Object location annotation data
▼▼▼
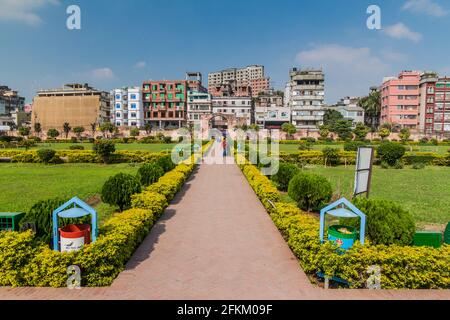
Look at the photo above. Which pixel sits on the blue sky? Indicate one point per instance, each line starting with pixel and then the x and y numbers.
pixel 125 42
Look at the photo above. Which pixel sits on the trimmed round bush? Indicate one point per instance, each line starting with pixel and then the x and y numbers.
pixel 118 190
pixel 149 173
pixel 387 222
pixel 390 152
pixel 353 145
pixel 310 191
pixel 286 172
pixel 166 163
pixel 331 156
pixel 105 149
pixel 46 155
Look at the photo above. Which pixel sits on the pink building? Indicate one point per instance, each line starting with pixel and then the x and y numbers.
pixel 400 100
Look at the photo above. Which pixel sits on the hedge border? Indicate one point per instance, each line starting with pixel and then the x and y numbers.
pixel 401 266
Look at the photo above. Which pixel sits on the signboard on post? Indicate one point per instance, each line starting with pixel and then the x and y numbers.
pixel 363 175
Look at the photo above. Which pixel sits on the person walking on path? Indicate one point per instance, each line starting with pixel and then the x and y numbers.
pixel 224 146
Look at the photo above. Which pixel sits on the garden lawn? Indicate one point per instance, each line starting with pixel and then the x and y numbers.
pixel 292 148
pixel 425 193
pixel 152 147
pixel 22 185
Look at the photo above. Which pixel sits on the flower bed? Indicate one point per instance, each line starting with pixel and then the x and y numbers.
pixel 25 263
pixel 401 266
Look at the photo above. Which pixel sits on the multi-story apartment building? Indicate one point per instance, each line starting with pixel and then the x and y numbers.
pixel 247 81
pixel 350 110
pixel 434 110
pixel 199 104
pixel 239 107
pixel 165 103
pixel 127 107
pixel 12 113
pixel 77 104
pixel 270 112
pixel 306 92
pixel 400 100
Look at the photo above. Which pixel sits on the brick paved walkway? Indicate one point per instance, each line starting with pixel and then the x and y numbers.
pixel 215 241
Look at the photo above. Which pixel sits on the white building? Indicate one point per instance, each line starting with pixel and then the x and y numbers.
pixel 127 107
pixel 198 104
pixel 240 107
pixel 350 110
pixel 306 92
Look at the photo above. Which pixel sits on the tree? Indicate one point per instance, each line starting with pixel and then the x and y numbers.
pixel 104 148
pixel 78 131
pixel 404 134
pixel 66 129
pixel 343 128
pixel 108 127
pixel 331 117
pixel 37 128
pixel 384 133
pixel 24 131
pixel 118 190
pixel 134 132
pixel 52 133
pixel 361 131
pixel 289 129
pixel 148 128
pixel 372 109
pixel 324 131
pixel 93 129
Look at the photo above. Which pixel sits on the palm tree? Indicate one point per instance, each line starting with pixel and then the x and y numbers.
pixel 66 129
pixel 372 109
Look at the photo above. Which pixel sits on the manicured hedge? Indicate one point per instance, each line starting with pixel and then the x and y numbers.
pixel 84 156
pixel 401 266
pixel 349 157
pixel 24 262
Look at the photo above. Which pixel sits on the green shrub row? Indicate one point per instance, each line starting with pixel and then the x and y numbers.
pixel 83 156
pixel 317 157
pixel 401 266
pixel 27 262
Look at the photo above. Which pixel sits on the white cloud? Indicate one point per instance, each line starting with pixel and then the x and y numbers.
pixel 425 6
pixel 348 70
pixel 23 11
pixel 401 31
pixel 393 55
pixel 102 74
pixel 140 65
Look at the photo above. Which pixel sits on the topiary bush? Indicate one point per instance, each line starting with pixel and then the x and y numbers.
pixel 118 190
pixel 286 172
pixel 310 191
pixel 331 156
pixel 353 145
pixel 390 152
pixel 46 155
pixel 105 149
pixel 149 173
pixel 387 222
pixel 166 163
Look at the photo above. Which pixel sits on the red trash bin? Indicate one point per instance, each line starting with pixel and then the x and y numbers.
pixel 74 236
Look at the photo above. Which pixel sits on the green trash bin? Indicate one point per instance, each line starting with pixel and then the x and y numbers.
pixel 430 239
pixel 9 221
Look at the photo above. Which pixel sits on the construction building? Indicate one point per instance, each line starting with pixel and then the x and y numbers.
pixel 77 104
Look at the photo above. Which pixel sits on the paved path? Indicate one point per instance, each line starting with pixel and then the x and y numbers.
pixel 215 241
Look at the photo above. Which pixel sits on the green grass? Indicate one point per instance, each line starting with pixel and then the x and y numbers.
▲▲▲
# Stated task:
Copy every row above word for word, but leave out the pictures.

# Exercise solution:
Look at the photo above. Which pixel sits on the blue sky? Indicate one point per instance, each line starting with pixel and then the x and y numbers.
pixel 125 42
Look at the photo above. Which pixel sits on the trimmed round bush? Indicate one point per instance, each line starting with pixel and then the x and y numbers.
pixel 118 190
pixel 149 173
pixel 387 222
pixel 390 152
pixel 353 145
pixel 310 191
pixel 286 172
pixel 166 163
pixel 331 156
pixel 105 149
pixel 46 155
Look at the photo above. Which pixel sits on the pink building? Indicate one point per instance, each line starting with pixel and then the x and y numbers.
pixel 400 100
Look at the photo above. Which pixel sits on the hedge border? Indicate one point per instance, each line starting with pixel and then the x and y numbers.
pixel 401 266
Look at the photo above. Which pixel sits on the signboard on post? Indicate one point per instance, each line starting with pixel and then the x and y numbers.
pixel 363 175
Look at the photo above. Which pixel sits on the person walking on path? Indicate one point per instance, each line starting with pixel and then the x and y numbers.
pixel 224 146
Look at the photo above. Which pixel sits on the garden lawn? Indicate one point per instance, each line starting with pixel and then the x and y numbers.
pixel 292 148
pixel 425 193
pixel 152 147
pixel 22 185
Look at the photo above. Which pixel sits on the flower bed? Indicate one point per instance, each line starting with pixel and then the x and y numbers.
pixel 25 263
pixel 401 266
Look at the photo above. Which pixel sits on the multi-story apartment building? Indicate one point per instance, each line starting with pixel and then the x and y numbers.
pixel 247 81
pixel 350 110
pixel 434 110
pixel 199 104
pixel 239 107
pixel 165 103
pixel 127 107
pixel 12 113
pixel 77 104
pixel 270 112
pixel 306 92
pixel 400 100
Look at the photo above. Which pixel sits on the brick paved walkway? Indicate one point per instance, each line starting with pixel and then the x and y numbers.
pixel 215 241
Look at the photo above. Which pixel sits on the white building? Indicate one point per instance, each line starting with pixel and then the x and y numbers.
pixel 127 107
pixel 198 104
pixel 240 107
pixel 350 110
pixel 306 92
Look at the photo above. Which pixel sits on the tree? Indicate one point per instance, each line starting with pixel and then the x and y numbers.
pixel 104 148
pixel 78 131
pixel 404 134
pixel 66 129
pixel 343 128
pixel 108 127
pixel 331 117
pixel 37 128
pixel 384 133
pixel 24 131
pixel 118 190
pixel 134 132
pixel 52 133
pixel 361 131
pixel 289 129
pixel 148 128
pixel 372 109
pixel 324 131
pixel 93 129
Look at the photo above. Which pixel sits on the palm tree? Indicate one point per instance, each line starting with pixel and then the x and y numbers.
pixel 66 129
pixel 372 109
Look at the photo above. Which pixel sits on the manicured hedge? Indicate one point per instance, each line starting with pixel and then the x and y numbers.
pixel 84 156
pixel 401 266
pixel 349 157
pixel 24 262
Look at the photo above. Which pixel sits on the green shrub row? Indicate one point per instance, each line starting with pixel and then the x and y numbers.
pixel 83 156
pixel 317 157
pixel 401 266
pixel 27 262
Look at the photo above. Which pixel sits on the white cloud? Indicate one point per instance, each line starting with pixel and then the x and y numbers.
pixel 425 6
pixel 348 70
pixel 23 11
pixel 401 31
pixel 393 55
pixel 102 74
pixel 140 65
Look at the photo above. Which pixel sits on the topiary bush? Indicate one point per instance, each line starting with pixel and then the x and y numbers.
pixel 118 190
pixel 286 172
pixel 310 191
pixel 331 156
pixel 353 145
pixel 390 152
pixel 46 155
pixel 105 149
pixel 149 173
pixel 387 222
pixel 166 163
Look at the photo above. Which pixel sits on the red trash bin? Indicate one point per instance, each line starting with pixel and then the x and y numbers.
pixel 74 236
Look at the photo above. Which pixel sits on the green trash bin? Indicate one point per instance, each line starting with pixel and then the x and y numbers.
pixel 430 239
pixel 9 221
Look at the photo above. Which pixel sits on the construction building? Indicate one point per instance, each line starting with pixel and then the x and y numbers.
pixel 77 104
Look at the photo above. Which pixel sits on the paved path? Indicate one point per instance, each line starting with pixel and then the x and y numbers.
pixel 215 241
Look at the photo above. Which pixel sits on the green grass? Indicate one point per instance, each line starting with pixel and then the x and y numbers.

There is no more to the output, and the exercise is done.